TASK DIRECTIONS: Count the lines below that contain the string "abdomen", where uppercase and lowercase letters are treated as different. Give only the number.
▬▬▬
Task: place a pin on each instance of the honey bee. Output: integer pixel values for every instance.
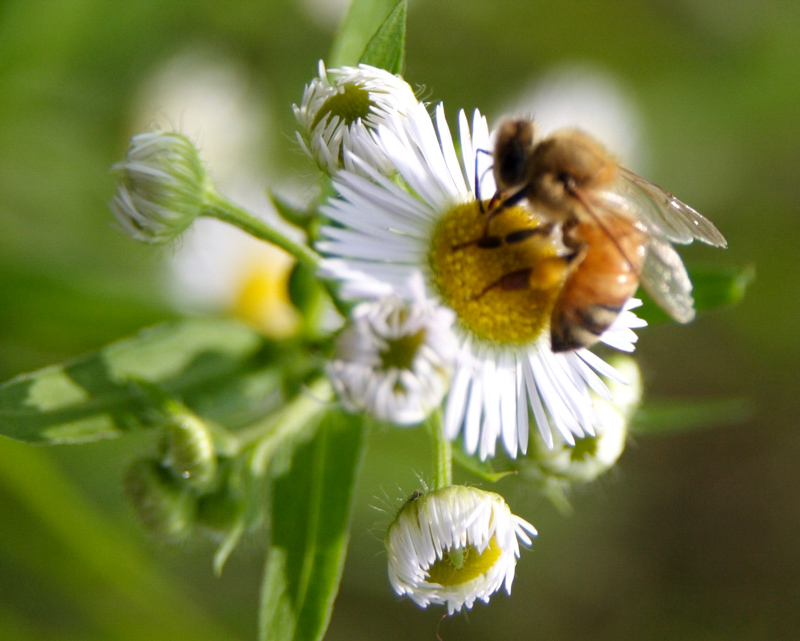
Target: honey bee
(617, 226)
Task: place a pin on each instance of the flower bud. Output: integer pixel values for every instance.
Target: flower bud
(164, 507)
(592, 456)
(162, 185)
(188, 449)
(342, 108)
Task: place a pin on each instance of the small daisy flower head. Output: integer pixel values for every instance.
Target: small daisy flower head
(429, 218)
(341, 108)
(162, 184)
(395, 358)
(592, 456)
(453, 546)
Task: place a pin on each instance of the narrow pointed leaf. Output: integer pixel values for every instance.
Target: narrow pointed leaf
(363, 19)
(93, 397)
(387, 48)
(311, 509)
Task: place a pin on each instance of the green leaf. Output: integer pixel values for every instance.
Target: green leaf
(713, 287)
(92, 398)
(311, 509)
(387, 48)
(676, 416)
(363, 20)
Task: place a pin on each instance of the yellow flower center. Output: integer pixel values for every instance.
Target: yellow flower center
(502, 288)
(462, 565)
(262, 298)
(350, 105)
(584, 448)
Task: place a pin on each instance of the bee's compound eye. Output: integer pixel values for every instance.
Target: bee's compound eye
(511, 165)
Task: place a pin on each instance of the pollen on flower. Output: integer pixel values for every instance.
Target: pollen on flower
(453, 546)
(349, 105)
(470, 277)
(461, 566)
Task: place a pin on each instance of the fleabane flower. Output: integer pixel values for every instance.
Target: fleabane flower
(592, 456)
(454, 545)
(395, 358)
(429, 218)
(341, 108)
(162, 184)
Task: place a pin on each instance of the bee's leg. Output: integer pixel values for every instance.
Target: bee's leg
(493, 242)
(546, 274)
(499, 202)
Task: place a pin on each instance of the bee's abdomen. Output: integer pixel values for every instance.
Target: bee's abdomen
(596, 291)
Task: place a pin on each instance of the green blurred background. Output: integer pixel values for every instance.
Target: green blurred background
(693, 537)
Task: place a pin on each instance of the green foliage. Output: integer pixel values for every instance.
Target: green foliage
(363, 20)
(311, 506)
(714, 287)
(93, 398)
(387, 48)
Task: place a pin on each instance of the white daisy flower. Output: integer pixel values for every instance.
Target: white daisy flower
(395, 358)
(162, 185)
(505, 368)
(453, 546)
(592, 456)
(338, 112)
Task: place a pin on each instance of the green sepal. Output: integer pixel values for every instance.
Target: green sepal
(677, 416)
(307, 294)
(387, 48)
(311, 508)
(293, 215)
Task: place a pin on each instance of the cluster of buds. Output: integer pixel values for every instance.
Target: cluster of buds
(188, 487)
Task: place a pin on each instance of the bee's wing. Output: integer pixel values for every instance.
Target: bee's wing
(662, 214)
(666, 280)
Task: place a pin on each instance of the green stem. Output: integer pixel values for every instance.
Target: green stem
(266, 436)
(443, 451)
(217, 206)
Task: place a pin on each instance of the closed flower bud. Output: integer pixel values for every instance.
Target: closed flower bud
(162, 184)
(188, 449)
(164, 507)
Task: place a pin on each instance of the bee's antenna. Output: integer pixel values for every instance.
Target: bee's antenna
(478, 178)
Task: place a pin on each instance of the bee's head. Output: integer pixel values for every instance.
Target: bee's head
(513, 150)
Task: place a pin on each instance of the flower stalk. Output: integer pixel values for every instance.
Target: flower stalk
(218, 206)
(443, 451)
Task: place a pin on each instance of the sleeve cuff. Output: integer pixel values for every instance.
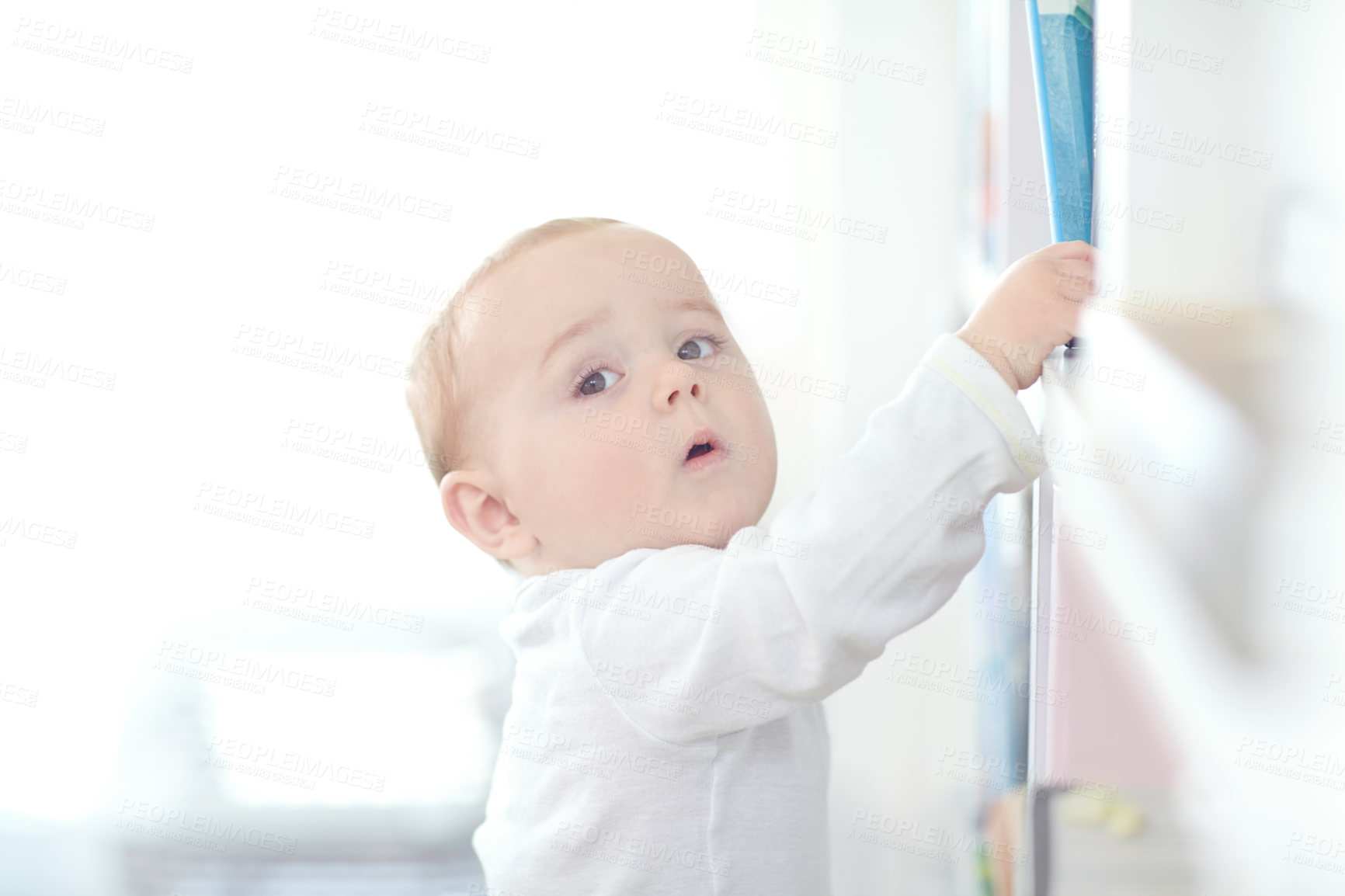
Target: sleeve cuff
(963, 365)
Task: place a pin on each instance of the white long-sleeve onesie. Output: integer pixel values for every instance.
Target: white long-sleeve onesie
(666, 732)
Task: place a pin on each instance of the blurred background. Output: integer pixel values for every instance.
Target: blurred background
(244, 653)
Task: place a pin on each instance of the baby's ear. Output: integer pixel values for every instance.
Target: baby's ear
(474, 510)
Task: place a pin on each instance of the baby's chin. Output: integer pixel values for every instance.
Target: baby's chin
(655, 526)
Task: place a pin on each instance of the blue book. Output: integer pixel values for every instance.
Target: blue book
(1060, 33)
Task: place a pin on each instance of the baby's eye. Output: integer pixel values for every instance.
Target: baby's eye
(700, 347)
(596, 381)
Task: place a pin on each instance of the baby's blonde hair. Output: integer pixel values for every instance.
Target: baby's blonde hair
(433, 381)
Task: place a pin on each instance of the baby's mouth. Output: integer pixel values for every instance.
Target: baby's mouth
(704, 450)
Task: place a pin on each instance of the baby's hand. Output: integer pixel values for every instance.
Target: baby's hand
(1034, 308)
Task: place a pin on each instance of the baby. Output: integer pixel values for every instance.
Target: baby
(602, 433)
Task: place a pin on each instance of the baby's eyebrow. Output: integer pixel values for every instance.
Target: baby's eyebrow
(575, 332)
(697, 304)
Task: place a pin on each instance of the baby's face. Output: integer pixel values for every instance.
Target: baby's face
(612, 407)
▬▬▬
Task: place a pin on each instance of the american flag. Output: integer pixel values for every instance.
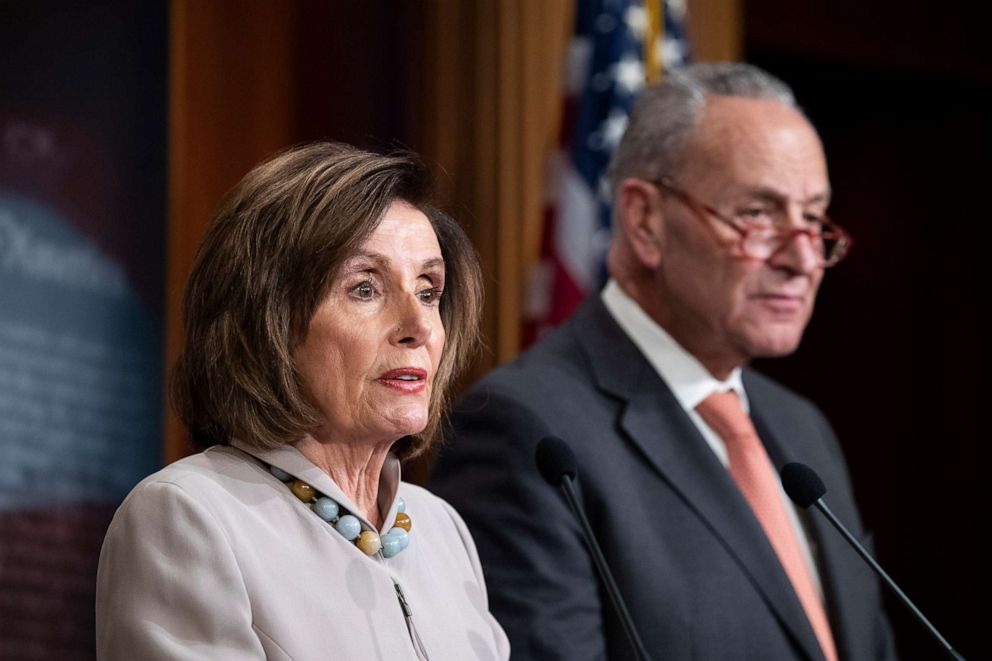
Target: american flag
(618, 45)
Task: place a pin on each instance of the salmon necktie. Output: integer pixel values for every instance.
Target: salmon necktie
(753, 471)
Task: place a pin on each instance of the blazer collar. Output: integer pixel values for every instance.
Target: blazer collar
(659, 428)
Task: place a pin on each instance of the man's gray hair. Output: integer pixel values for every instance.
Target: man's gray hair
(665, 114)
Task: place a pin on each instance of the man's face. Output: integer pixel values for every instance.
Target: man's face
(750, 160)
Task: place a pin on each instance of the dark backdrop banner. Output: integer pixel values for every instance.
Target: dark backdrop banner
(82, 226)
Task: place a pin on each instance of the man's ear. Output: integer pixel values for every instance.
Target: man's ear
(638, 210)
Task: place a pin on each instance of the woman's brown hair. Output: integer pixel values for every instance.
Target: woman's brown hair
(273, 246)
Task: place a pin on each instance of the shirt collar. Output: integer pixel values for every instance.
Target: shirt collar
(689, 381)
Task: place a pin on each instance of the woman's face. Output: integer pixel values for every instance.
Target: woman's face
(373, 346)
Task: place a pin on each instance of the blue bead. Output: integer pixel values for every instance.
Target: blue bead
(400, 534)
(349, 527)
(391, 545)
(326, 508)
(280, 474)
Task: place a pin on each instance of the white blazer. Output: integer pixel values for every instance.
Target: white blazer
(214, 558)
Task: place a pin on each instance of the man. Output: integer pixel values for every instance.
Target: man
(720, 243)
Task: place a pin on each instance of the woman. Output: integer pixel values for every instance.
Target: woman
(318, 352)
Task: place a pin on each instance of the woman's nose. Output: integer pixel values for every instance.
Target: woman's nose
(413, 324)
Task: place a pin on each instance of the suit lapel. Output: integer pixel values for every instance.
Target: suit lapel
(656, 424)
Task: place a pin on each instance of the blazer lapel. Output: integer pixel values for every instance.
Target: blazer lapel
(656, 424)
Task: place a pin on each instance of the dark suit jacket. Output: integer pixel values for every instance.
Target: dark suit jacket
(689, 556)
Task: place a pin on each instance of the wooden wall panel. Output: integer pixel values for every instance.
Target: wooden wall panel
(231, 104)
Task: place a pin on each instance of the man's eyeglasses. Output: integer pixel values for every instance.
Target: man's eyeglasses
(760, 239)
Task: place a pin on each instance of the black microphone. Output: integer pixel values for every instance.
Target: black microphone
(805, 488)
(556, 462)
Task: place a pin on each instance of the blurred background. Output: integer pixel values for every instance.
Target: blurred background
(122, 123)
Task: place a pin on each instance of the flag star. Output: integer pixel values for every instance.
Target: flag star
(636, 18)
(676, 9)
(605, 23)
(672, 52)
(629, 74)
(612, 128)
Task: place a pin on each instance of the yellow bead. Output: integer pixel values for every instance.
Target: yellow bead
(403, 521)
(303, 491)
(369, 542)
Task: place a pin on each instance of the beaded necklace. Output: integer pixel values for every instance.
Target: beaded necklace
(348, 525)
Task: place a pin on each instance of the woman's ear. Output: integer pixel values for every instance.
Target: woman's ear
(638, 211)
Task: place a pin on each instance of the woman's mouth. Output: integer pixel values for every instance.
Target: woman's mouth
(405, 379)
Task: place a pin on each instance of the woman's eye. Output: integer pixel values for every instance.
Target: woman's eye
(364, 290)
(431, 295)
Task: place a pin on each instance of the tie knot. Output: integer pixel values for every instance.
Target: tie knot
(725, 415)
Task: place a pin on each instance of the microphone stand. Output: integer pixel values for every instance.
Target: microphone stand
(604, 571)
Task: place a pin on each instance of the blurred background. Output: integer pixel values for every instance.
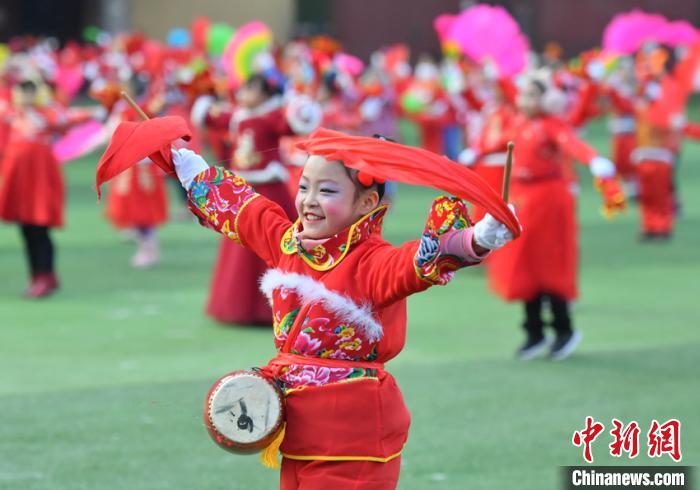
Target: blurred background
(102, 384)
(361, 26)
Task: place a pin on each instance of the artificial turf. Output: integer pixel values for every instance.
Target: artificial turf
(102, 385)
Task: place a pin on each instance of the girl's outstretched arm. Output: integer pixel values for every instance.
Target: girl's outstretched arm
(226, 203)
▬▬▬
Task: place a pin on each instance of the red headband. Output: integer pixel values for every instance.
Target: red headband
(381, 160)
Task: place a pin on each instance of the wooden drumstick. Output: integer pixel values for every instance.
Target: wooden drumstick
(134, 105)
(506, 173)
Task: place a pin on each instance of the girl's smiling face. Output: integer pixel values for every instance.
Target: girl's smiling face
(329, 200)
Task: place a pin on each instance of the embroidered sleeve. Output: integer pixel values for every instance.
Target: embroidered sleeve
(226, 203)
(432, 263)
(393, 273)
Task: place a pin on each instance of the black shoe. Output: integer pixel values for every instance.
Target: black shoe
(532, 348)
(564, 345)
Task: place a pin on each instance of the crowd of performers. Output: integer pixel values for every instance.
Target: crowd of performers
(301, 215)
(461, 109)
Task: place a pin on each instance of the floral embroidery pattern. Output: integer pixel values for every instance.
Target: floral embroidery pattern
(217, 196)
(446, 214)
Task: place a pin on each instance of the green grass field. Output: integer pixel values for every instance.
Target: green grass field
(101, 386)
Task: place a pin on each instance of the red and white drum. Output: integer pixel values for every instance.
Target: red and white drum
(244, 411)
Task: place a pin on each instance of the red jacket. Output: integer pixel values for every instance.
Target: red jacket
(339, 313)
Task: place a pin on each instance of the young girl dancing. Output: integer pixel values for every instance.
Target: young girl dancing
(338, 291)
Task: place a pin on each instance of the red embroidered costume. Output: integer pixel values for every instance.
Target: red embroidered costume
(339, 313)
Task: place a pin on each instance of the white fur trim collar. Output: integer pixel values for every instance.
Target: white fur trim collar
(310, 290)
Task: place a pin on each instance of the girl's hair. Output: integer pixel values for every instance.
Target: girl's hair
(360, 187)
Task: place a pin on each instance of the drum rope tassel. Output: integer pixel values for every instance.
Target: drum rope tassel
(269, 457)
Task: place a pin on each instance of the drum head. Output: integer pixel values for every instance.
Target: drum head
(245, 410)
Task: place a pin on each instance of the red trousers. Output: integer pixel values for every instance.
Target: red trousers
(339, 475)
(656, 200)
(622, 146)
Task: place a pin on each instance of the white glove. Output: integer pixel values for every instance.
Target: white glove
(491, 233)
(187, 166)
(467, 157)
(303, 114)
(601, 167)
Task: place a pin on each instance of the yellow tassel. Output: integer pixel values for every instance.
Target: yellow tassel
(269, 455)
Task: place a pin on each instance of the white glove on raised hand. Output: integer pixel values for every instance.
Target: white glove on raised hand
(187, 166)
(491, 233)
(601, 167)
▬▬▬
COMPLETED TASK: 2